Exercise aim: Please extend the excerpt on correlation output from inspect_cor(), continuing after its final bullet point.
## Start Excerpt provided
The result is tabular rather than a matrix. Together, the first two columns contain the names of every unique pair of numeric columns, while the corr column contains the correlation coefficients. For example, the first row says that the correlation between pressure and wind is about -0.942. The rows are arranged in descending order of the absolute correlation – making it easy to see which pairs are most strongly correlated.

The p_value column contains p-values associated with the null hypothesis that the true correlation coefficient is 0. The lower and upper columns contain the lower and upper reaches of a 95% confidence interval. In this case, the confidence interval for the correlation between pressure and wind is (-0.945, -0.940). The interval type can be changing the alpha argument in inspect_cor(), for example 90% confidence intervals can be generated using inspect_cor(storms, alpha = 0.1).

##### Using show_plot() to visualise correlation coefficients

The dataframe of coefficients above is already a bit easier to handle than cor()’s matrix output. We can go further and visualise these graphically using show_plot():

storms %>%
inspect_cor() %>%
show_plot()


Some key points

• Each row in the plot corresponds to a unique pair of numeric columns, the correlation coefficient is show as a black vertical line.
• The gray and pink bars around the coefficients are the confidence intervals.
## End Excerpt provided
## Start Dataset
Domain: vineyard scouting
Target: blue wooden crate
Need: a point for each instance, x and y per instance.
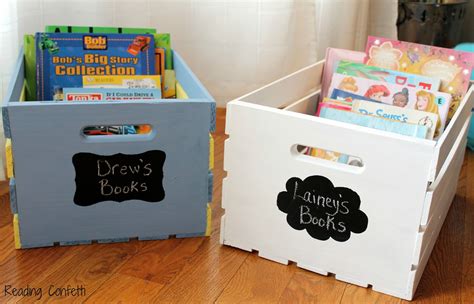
(46, 136)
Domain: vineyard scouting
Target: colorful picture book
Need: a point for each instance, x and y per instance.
(373, 122)
(335, 104)
(62, 59)
(398, 114)
(97, 29)
(386, 75)
(109, 94)
(397, 95)
(333, 56)
(451, 66)
(348, 96)
(132, 81)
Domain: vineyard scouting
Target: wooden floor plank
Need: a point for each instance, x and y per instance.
(84, 268)
(258, 281)
(121, 288)
(200, 270)
(441, 281)
(306, 287)
(356, 294)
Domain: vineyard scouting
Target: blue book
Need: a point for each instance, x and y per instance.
(348, 96)
(63, 58)
(109, 94)
(375, 122)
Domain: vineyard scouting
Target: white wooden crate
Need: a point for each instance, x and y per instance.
(405, 187)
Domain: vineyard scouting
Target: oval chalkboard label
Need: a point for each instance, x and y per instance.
(119, 177)
(323, 210)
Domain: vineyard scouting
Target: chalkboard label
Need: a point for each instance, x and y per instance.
(323, 210)
(119, 177)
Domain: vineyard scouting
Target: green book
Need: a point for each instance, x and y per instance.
(97, 29)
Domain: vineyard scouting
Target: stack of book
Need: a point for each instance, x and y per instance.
(88, 64)
(396, 86)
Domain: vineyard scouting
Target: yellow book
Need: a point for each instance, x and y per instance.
(128, 81)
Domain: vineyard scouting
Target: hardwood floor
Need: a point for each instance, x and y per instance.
(201, 270)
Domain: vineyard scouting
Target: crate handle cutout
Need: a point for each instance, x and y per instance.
(325, 157)
(118, 132)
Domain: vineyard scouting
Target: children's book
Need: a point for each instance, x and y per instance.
(333, 56)
(451, 66)
(132, 81)
(386, 75)
(109, 94)
(62, 59)
(169, 89)
(163, 41)
(375, 122)
(397, 95)
(97, 29)
(396, 113)
(336, 104)
(348, 96)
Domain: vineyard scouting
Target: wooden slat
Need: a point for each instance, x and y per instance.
(209, 272)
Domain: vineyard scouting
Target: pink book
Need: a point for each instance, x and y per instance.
(397, 95)
(451, 66)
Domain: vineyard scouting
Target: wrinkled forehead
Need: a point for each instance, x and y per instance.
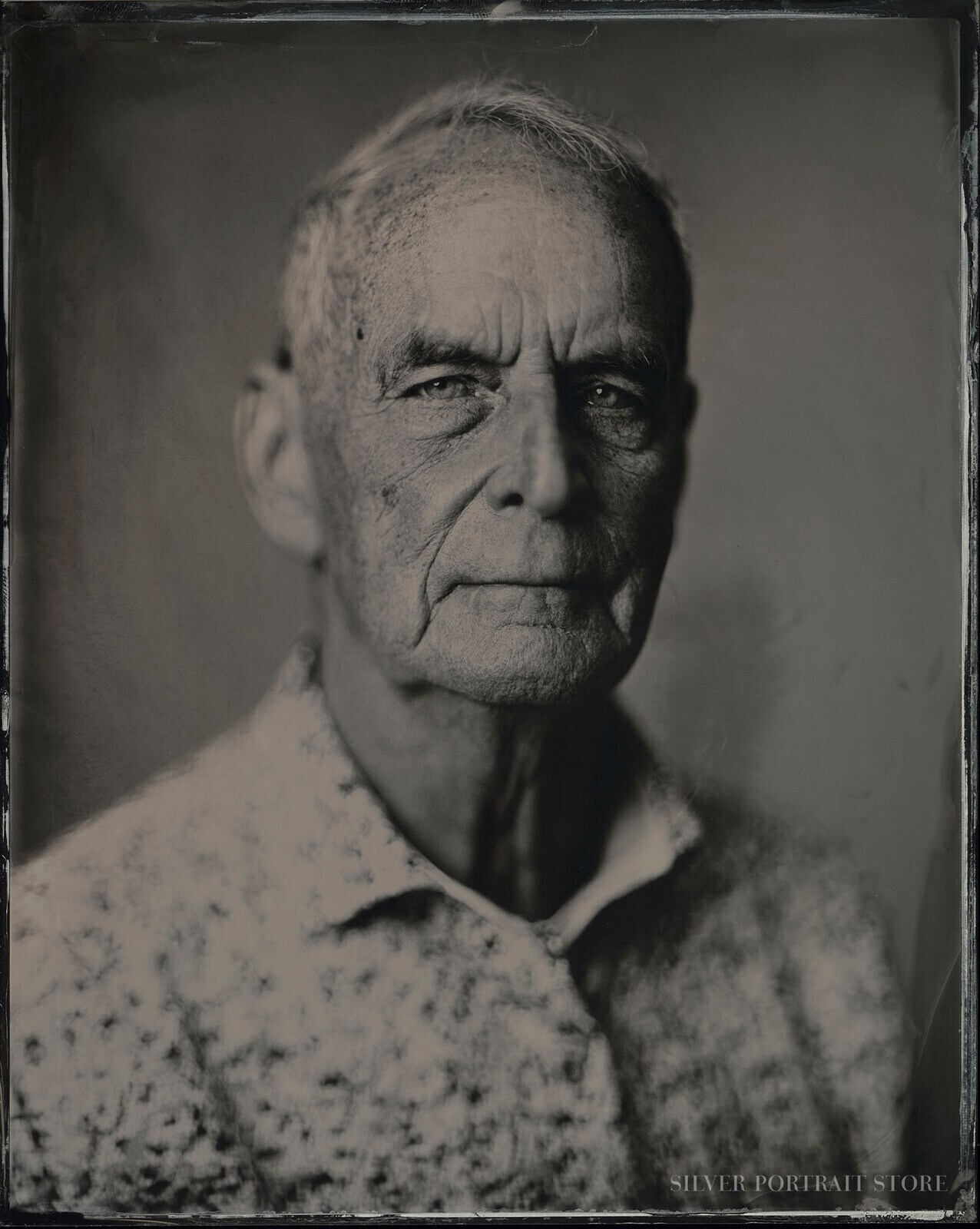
(516, 251)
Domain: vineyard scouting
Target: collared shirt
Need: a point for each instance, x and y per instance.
(243, 989)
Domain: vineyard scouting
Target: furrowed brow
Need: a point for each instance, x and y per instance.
(424, 350)
(647, 368)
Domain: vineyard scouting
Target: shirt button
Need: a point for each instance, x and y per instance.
(554, 946)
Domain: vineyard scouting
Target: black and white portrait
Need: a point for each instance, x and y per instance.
(487, 581)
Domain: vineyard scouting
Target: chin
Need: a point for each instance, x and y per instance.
(532, 667)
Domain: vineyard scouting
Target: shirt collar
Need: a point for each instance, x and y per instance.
(346, 856)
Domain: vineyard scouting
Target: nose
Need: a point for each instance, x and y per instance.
(535, 467)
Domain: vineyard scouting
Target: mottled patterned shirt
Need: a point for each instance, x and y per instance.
(243, 991)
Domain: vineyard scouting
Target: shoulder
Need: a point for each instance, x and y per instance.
(106, 926)
(756, 981)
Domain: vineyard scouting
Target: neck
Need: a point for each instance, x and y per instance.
(498, 797)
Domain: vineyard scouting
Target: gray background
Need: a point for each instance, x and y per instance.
(806, 649)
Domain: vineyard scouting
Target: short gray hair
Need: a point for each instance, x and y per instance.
(318, 282)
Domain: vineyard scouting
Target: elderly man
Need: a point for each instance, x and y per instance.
(432, 931)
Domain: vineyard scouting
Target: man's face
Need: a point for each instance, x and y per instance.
(498, 466)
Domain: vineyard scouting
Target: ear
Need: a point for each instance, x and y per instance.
(273, 461)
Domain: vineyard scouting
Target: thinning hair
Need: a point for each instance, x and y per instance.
(321, 274)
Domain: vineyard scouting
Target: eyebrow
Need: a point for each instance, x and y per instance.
(644, 366)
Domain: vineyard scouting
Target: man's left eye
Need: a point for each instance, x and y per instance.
(606, 396)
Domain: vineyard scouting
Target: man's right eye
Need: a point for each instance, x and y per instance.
(444, 389)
## End Dataset
Result for this task:
• The gray bars are confidence intervals that straddle 0 (also shown by the long vertical dashed line) indicating that the true coefficient is not significantly different to 0.

A side note that is not specific to inspect_cor() is that we should be careful when interpreting the significance of individual coefficients when there are many correlation coefficients overall. For example, if alpha = 0.05 and all of the true coefficients are 0, we’d still expect to see 1 in 20 significant coefficients just by chance.

##### Using inspect_cor() and show_plot() to visualise the correlation with a single feature

Another common exploratory step is to assess the linear association between possible predictor variables and a target variable, often as a precursor to regression analysis or building a predictive model.

As an example, suppose we’d like to see which features of a storm are most strongly correlated with wind, the maximum sustained wind speed of the storm. We don’t need to calculate all correlation coefficients for this (for big data sets this is time consuming), only the ones that involve the wind variable.

With inspect_cor() this is also straightforward, by simply adding the argument with_col = "wind":

storms %>%
inspect_cor(with_col = "wind") %>%
show_plot()


The strongest association here is with pressure, the air pressure at the storm’s center. I have very little meteorological experience but it seems sensible that those should be strongly associated.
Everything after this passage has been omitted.